### Provided information
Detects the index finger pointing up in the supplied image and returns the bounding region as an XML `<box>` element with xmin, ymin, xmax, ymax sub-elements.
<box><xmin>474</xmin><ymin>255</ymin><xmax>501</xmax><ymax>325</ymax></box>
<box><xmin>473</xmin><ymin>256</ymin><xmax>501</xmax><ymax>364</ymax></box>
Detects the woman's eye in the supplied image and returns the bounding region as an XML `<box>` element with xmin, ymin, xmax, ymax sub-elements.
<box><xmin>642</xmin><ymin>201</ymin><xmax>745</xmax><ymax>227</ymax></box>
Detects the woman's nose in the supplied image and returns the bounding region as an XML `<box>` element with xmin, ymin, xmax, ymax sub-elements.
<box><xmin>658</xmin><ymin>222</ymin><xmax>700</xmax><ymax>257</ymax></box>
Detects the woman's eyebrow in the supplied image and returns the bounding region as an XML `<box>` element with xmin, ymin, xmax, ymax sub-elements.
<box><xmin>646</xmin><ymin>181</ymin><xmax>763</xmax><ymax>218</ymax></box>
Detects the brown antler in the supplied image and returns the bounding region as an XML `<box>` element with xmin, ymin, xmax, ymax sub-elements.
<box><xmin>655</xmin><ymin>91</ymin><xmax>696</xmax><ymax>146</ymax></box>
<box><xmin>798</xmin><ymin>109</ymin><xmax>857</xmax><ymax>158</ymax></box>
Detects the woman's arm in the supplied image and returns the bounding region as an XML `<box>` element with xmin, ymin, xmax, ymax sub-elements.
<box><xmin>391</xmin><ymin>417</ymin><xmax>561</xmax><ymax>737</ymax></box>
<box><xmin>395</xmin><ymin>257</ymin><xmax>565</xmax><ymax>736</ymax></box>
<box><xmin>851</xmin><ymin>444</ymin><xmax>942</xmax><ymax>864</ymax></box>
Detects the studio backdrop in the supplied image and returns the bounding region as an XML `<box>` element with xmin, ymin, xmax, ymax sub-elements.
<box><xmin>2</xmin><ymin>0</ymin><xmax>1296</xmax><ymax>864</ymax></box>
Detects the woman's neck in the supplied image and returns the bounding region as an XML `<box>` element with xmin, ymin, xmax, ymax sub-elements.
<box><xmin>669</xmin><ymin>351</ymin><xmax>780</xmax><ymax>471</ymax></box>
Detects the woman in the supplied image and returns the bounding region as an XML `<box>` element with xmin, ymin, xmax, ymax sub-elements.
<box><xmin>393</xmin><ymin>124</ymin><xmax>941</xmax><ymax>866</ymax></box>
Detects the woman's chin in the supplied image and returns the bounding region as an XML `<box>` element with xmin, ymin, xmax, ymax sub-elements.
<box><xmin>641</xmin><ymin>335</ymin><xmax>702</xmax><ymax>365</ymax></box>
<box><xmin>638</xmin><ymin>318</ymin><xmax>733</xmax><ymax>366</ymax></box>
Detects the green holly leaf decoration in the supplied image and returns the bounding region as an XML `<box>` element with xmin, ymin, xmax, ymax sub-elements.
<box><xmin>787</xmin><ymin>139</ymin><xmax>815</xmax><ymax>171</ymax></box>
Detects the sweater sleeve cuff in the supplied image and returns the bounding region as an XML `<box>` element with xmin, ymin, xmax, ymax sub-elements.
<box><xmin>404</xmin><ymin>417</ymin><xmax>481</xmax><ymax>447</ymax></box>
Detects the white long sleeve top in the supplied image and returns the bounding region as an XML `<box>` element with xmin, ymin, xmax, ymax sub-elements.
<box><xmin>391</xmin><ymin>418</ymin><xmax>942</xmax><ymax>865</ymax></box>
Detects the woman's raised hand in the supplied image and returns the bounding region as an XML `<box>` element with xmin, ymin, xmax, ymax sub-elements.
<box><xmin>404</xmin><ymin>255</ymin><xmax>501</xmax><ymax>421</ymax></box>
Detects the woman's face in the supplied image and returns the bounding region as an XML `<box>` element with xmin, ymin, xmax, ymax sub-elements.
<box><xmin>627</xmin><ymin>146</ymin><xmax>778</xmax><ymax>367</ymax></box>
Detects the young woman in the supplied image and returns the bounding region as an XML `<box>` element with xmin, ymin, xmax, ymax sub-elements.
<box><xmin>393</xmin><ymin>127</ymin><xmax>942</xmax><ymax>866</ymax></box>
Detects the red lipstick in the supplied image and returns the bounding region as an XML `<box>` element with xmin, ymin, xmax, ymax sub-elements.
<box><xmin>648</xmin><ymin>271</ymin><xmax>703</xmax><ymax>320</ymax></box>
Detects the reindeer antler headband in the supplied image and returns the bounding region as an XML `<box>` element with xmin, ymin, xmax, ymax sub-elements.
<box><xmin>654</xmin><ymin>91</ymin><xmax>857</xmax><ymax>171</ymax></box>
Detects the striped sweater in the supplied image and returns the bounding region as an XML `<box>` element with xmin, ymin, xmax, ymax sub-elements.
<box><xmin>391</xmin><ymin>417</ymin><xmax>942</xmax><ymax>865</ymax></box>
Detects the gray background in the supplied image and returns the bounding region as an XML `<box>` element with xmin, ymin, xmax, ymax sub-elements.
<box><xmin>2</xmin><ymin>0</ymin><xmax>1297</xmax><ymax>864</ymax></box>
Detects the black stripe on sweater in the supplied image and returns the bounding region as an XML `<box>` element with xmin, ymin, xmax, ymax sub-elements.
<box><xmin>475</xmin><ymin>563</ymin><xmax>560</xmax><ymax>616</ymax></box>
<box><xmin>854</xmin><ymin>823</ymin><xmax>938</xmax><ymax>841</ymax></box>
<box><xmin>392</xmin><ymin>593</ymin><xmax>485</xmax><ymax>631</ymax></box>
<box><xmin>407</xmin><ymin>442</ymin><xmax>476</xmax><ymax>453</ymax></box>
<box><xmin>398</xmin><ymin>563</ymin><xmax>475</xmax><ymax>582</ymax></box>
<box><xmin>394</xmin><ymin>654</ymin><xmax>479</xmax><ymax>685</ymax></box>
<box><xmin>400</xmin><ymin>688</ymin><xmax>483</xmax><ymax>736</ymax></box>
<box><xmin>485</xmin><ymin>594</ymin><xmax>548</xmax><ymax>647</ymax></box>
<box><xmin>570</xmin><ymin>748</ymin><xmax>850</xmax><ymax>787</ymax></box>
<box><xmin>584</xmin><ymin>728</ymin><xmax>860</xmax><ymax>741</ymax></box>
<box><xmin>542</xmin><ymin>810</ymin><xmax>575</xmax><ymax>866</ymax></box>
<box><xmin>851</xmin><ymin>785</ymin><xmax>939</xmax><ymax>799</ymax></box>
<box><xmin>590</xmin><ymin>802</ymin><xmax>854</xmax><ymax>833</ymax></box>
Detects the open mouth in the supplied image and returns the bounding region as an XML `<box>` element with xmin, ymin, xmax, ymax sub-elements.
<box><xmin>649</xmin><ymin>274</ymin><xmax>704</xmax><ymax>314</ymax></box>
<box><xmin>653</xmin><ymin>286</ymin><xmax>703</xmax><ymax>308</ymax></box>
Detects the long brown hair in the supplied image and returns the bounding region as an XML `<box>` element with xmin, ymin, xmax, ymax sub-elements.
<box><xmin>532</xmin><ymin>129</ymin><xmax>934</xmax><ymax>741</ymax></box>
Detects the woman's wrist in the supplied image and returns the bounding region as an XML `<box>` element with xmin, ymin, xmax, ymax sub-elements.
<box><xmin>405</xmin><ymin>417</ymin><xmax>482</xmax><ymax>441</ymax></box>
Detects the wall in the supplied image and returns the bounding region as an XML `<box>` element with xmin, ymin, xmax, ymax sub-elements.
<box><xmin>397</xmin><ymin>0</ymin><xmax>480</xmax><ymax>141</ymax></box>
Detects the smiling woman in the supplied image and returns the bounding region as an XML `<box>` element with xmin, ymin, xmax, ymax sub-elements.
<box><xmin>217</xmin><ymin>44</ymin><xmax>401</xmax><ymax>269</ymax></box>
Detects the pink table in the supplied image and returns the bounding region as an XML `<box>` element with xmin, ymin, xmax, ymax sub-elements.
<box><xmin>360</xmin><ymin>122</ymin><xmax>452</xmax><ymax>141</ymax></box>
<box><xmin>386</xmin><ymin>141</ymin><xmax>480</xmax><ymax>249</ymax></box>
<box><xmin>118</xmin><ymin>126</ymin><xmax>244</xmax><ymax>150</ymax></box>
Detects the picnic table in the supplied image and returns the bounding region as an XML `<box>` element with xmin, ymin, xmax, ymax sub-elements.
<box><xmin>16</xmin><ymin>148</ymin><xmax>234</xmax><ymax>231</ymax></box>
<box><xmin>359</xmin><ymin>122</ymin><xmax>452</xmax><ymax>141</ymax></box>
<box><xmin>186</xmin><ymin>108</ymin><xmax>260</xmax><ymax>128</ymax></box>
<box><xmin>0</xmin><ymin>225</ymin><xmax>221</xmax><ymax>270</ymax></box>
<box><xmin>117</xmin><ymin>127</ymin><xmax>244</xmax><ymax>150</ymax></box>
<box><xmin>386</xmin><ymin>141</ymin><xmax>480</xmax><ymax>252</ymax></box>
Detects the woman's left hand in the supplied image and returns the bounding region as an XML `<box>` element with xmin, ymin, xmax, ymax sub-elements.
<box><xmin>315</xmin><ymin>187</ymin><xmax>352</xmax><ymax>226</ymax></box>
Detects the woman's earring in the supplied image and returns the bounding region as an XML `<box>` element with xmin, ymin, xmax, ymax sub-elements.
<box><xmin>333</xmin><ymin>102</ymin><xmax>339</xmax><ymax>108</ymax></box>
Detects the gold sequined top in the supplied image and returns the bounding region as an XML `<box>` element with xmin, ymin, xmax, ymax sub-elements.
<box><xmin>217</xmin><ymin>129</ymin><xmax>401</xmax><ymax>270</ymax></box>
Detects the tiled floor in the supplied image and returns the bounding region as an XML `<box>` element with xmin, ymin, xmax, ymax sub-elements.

### Activity
All lines from the one containing "Detects the gold" through the end of the listing above are to be restated word for word, and no others.

### Task response
Detects the gold sequined top in the supplied image and returns the bounding region as an XML `<box>` element with xmin, ymin, xmax, ymax sub-elements.
<box><xmin>217</xmin><ymin>129</ymin><xmax>401</xmax><ymax>270</ymax></box>
Detects the tiled floor in the supplied image and returns the bounding region as an XML `<box>` element with xmin, ymin, xmax, ymax sub-elements.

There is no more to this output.